● **Task objective**: Begin at the line containing "104L83 97L74 105L71" in the data below and go on through the line containing "100L98 158L91 180L116", repeating each line exactly; include both ends and no other line.
BEGIN
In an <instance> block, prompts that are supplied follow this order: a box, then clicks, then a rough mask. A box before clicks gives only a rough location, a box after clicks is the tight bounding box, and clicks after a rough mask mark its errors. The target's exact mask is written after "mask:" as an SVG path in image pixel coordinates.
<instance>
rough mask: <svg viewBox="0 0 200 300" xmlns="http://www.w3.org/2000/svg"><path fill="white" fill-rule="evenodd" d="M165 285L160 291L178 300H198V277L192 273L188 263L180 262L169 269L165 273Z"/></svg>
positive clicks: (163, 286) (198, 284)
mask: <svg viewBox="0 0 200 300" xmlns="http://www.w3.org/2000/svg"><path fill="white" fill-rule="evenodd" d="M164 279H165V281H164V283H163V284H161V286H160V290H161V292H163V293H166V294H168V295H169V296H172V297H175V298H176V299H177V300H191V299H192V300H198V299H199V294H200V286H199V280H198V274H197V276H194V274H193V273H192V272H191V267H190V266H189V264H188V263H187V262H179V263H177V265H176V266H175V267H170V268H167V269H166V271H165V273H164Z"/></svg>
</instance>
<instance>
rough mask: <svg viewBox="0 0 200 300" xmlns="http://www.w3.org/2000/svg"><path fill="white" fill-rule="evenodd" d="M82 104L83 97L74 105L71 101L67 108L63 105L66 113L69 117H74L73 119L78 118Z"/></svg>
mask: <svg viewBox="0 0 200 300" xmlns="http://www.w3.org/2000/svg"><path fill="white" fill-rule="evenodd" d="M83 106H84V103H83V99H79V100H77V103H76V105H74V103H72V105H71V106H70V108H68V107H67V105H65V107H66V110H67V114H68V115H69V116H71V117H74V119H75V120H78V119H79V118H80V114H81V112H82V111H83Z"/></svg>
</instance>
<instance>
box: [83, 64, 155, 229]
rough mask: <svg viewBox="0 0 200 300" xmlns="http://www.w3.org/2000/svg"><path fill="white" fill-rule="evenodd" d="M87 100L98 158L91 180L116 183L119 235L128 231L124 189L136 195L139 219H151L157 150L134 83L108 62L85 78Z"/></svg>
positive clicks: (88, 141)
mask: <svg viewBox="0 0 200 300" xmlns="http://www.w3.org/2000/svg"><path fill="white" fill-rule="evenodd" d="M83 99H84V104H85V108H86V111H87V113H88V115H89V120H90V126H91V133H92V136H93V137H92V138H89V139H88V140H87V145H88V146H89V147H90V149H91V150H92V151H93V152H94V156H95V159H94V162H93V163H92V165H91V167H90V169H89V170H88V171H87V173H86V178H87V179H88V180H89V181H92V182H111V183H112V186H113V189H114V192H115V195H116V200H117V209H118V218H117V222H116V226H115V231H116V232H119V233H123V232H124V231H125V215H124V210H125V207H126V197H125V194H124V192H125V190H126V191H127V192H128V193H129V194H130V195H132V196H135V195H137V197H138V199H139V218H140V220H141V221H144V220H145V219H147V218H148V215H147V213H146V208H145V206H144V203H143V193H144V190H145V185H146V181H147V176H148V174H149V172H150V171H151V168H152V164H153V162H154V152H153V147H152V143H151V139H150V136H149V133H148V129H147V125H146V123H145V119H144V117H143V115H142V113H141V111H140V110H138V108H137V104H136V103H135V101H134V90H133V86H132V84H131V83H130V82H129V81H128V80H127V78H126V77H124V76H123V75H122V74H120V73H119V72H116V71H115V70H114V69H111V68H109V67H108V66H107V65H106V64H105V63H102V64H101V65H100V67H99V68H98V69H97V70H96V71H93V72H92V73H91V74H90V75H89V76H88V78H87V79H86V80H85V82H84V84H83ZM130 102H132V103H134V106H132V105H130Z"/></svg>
END
● **Result**:
rough mask: <svg viewBox="0 0 200 300" xmlns="http://www.w3.org/2000/svg"><path fill="white" fill-rule="evenodd" d="M82 104L83 97L74 105L71 101L67 108L63 105L66 113L69 117H74L73 119L78 118Z"/></svg>
mask: <svg viewBox="0 0 200 300" xmlns="http://www.w3.org/2000/svg"><path fill="white" fill-rule="evenodd" d="M83 106H84V103H83V99H79V100H77V103H76V105H74V103H72V105H71V106H70V108H68V107H67V105H65V107H66V110H67V114H68V115H69V116H71V117H74V119H75V120H78V119H79V118H80V114H81V112H82V111H83Z"/></svg>
</instance>
<instance>
box: [83, 64, 155, 229]
rough mask: <svg viewBox="0 0 200 300" xmlns="http://www.w3.org/2000/svg"><path fill="white" fill-rule="evenodd" d="M87 100L98 158L91 180L116 183L119 235L128 231L124 189L136 195L139 219H151L157 150L134 83L108 62L85 78Z"/></svg>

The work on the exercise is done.